───── Recorded information ─────

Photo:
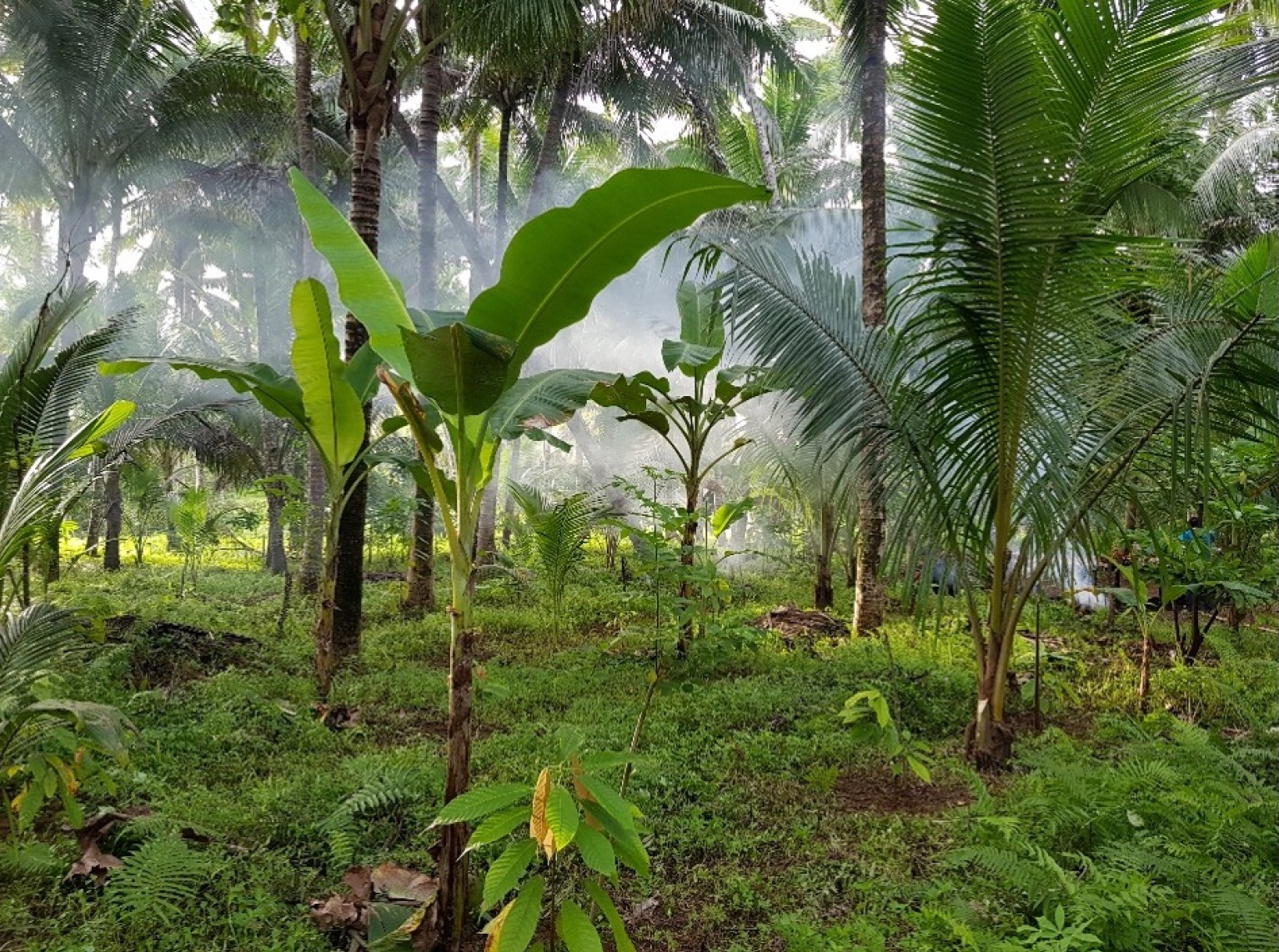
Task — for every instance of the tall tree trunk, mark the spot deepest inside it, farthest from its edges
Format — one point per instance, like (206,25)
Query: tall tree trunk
(763,122)
(113,517)
(428,153)
(708,131)
(508,509)
(503,181)
(93,533)
(113,258)
(369,110)
(824,588)
(304,143)
(869,599)
(421,566)
(553,140)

─────

# Goal of the exercise
Render the records above as a Markdown table with the columns Line No and Text, one row per line, with blank lines left out. Keep the pictures out of the table.

# The result
| Line No | Text |
|---|---|
| 1 | Photo: |
| 2 | Task — for every instance of the tall tree trunk, mark the spot deepest inside it, farthest from its edges |
| 3 | Format — one point per instance, like (206,25) |
| 4 | Query: tall tree trunk |
| 5 | (763,122) |
| 6 | (113,517) |
| 7 | (428,153) |
| 8 | (708,131) |
| 9 | (508,509) |
| 10 | (503,181) |
| 11 | (93,533) |
| 12 | (113,258) |
| 13 | (369,110) |
| 14 | (824,588) |
| 15 | (304,143) |
| 16 | (869,599) |
| 17 | (421,566) |
| 18 | (553,140) |